* **Text passage**:
::::::::
A Novel Methods for Fracture Toughness Evaluation of Tool Steels with Post-Tempering Cryogenic Treatment

Abstract

Cryogenic treatments are usually carried out immediately after quenching, but their use can be extended to post tempering in order to improve their fracture toughness. This research paper focuses on the influence of post-tempering cryogenic treatment on the microstructure and mechanical properties of tempered AISI M2, AISI D2, and X105CrCoMo18 steels. The aforementioned steels have been analysed after tempering and tempering + cryogenic treatment with scanning electron microscopy, X-ray diffraction for residual stress measurements, and micro- and nano-indentation to determine Young’s modulus and plasticity factor measurement. Besides the improvement of toughness, a further aim of the present work is the investigation of the pertinence of a novel technique for characterizing the fracture toughness via scratch experiments on cryogenically-treated steels. Results show that the application of post-tempering cryogenic treatment on AISI M2, AISI D2, and X105CrCoMo18 steels induce precipitation of fine and homogeneously dispersed sub-micrometric carbides which do not alter hardness and Young’s modulus values, but reduce residual stresses and increase fracture toughness. Finally, scratch test proved to be an alternative simple technique to determine the fracture toughness of cryogenically treated steels.

1. Introduction

Cryogenic treatment is widely used to enhance the mechanical and physical properties of tool steels, hot work steels, and high carbon steels. According to literature [1,2,3,4], the greatest improvement in properties is obtained by carrying out the deep cryogenic treatment between quenching and tempering. However, in the case of tool steels, an improvement can be obtained even by performing cryogenic treatment at the end of the usual heat treatment cycle (i.e., treating the finished tools). This last solution is more flexible than the previous one, and can extend the use of the treatment to many practical applications [5,6].
::::::::
* **Record list**:

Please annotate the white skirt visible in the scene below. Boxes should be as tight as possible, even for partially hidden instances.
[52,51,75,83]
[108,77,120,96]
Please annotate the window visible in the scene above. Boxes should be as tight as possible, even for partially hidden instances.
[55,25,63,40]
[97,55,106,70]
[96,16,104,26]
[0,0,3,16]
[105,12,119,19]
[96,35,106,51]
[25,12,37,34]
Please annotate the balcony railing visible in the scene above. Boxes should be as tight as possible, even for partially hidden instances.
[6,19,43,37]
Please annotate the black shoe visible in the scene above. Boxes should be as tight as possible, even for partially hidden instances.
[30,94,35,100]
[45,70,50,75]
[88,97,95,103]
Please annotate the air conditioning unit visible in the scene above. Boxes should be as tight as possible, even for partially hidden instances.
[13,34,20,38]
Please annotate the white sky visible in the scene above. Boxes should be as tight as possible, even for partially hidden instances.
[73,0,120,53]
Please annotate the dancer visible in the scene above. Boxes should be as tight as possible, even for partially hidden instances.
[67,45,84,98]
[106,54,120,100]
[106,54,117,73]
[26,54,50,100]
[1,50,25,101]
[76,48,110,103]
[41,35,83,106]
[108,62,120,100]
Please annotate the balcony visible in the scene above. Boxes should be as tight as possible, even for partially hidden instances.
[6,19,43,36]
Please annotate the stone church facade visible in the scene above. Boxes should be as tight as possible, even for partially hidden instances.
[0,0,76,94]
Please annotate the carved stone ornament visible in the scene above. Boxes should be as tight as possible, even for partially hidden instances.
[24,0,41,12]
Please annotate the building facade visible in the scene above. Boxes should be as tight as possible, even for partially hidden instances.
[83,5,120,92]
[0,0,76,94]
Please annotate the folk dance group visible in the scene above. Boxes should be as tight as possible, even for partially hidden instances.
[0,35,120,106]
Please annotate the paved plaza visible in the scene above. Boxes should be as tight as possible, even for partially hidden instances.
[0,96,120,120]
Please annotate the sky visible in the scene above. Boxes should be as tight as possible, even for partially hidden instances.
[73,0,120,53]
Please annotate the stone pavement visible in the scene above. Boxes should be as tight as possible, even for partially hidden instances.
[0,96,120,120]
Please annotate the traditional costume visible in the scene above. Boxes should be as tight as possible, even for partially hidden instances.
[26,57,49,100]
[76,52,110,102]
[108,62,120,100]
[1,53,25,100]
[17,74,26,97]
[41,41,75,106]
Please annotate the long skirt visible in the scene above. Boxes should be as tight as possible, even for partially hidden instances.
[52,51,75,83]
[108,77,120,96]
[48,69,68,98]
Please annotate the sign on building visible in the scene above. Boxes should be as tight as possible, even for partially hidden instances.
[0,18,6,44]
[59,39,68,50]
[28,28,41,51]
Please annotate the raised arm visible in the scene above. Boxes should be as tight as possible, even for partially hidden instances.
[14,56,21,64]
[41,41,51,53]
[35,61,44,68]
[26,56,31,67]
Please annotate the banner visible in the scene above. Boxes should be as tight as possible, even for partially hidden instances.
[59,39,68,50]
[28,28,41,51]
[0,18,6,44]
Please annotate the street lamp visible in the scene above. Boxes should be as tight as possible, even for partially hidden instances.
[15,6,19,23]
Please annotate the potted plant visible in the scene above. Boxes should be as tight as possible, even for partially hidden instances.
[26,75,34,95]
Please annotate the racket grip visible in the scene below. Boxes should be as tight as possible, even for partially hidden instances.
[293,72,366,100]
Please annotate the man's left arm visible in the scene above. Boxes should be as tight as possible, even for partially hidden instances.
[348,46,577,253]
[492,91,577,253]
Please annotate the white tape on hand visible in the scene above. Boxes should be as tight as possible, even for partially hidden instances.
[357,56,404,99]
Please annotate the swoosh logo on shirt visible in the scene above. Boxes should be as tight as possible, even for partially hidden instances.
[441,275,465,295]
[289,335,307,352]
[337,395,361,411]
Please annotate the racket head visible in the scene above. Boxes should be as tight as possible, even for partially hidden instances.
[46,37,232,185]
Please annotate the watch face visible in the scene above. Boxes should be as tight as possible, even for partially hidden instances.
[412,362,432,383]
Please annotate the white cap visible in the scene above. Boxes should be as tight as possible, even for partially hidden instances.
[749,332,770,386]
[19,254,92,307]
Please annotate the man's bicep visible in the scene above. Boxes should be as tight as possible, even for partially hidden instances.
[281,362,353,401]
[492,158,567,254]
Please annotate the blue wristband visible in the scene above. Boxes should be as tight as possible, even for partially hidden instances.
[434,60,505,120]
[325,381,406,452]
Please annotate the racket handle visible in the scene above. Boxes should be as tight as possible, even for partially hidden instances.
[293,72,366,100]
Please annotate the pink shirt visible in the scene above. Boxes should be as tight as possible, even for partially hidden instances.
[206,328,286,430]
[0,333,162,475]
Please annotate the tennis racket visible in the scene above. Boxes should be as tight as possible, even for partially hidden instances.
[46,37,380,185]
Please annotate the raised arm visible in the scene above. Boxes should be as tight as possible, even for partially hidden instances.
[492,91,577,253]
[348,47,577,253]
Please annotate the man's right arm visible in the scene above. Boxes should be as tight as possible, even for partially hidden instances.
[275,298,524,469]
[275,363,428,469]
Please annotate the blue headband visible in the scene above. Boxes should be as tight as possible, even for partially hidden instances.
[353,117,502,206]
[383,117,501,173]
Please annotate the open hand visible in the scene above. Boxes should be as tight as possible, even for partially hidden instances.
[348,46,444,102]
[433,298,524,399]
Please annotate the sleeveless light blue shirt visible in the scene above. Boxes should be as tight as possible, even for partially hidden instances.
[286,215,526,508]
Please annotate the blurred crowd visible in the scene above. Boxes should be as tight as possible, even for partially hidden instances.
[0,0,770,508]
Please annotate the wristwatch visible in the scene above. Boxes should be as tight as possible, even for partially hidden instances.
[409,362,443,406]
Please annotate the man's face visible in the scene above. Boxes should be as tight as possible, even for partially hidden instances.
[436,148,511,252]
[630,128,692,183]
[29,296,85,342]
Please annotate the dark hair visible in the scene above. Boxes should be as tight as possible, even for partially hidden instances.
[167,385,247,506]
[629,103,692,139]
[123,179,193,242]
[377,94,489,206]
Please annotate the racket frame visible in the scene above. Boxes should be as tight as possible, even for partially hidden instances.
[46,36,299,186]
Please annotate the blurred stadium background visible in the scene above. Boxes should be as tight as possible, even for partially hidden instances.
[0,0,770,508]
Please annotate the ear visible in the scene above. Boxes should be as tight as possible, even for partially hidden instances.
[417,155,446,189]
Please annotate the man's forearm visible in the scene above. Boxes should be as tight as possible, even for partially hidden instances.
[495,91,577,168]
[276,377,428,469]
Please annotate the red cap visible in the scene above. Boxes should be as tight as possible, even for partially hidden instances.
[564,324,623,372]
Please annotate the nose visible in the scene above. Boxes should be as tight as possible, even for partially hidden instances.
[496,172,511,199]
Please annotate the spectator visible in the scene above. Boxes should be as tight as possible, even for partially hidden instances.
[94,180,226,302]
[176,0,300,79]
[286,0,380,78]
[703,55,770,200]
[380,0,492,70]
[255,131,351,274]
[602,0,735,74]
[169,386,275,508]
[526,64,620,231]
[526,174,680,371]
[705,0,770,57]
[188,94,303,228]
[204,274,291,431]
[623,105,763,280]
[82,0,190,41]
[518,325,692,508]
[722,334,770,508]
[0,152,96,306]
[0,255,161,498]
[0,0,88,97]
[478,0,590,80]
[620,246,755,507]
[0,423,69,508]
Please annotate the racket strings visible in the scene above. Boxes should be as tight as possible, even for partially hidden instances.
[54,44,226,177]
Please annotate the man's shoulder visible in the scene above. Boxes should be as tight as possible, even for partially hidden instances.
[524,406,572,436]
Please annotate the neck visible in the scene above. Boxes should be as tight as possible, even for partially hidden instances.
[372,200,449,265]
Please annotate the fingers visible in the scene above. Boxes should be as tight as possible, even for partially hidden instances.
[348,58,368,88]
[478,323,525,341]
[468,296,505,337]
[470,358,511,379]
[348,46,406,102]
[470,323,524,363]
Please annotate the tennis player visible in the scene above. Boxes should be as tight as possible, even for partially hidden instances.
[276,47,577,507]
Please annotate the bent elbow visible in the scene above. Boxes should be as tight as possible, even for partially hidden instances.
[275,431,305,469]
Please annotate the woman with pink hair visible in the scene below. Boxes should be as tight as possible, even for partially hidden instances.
::::::::
* **To do**:
(1) In the cryogenic treatment text, which three steels were studied?
(2) From the cryogenic treatment text, return the part from "1. Introduction" to "practical applications [5,6].".

* **Expected responses**:
(1) AISI M2, AISI D2, and X105CrCoMo18.

(2)
1. Introduction

Cryogenic treatment is widely used to enhance the mechanical and physical properties of tool steels, hot work steels, and high carbon steels. According to literature [1,2,3,4], the greatest improvement in properties is obtained by carrying out the deep cryogenic treatment between quenching and tempering. However, in the case of tool steels, an improvement can be obtained even by performing cryogenic treatment at the end of the usual heat treatment cycle (i.e., treating the finished tools). This last solution is more flexible than the previous one, and can extend the use of the treatment to many practical applications [5,6].